Excerpt:
Global terror is no joke

Others’ suffering is not for our entertainment.

Lisabelle Panossian, Editor-in-Chief

A friend asked me if I wanted to see a modified version of the dated, yet continually addicting, game Flappy Bird. His modified internet version replaced the bird with a plane, the green tubes with buildings, and the sound effects with the Islamic State’s monotone anthem.

Yes, internet, you have gone too far.

One of the earliest examples of terrorism being twisted into digitized humor is a 4-year-old “Onion” article written from the perspective of Santa Claus titled, “Ho, Ho, Ho! 9/11 Was an Inside Job!”— bringing jest to a comedically untouchable topic.

Memes that satirize terrorism have subsequently spread across the internet alongside attacks in countries around the world by various terrorist groups, including the radical organization identified as the Islamic State commonly known as ISIS.

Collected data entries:
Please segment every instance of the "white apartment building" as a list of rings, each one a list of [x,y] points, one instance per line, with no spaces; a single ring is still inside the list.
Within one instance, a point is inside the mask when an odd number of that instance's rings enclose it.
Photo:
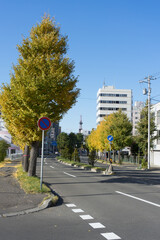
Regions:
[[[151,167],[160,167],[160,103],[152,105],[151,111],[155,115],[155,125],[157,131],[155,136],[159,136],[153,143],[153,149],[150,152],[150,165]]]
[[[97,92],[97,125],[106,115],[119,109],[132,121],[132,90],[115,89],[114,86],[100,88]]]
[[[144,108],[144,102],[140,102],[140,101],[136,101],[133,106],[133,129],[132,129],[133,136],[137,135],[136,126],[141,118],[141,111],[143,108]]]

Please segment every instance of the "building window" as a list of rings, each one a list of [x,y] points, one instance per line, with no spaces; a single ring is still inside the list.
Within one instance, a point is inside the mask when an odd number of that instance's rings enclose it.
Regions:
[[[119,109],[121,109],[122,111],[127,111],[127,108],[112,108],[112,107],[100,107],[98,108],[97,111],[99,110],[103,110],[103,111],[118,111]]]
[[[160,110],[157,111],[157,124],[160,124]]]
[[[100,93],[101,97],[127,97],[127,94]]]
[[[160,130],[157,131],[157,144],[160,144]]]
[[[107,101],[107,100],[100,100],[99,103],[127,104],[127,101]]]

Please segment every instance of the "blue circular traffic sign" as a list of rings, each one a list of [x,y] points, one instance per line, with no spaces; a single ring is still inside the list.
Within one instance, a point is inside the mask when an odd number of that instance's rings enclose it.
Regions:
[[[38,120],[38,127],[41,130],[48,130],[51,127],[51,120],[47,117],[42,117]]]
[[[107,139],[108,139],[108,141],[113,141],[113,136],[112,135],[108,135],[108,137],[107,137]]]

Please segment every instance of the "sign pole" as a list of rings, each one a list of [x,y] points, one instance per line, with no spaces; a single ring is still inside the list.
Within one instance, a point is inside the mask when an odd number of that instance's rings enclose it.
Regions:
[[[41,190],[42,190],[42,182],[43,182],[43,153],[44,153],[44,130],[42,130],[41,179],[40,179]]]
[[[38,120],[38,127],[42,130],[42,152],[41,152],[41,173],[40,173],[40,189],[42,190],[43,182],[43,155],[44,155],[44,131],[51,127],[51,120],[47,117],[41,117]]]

What to produce:
In the editorial about global terror, what replaced the green tubes in the modified version of Flappy Bird?

Output for this exercise:
Buildings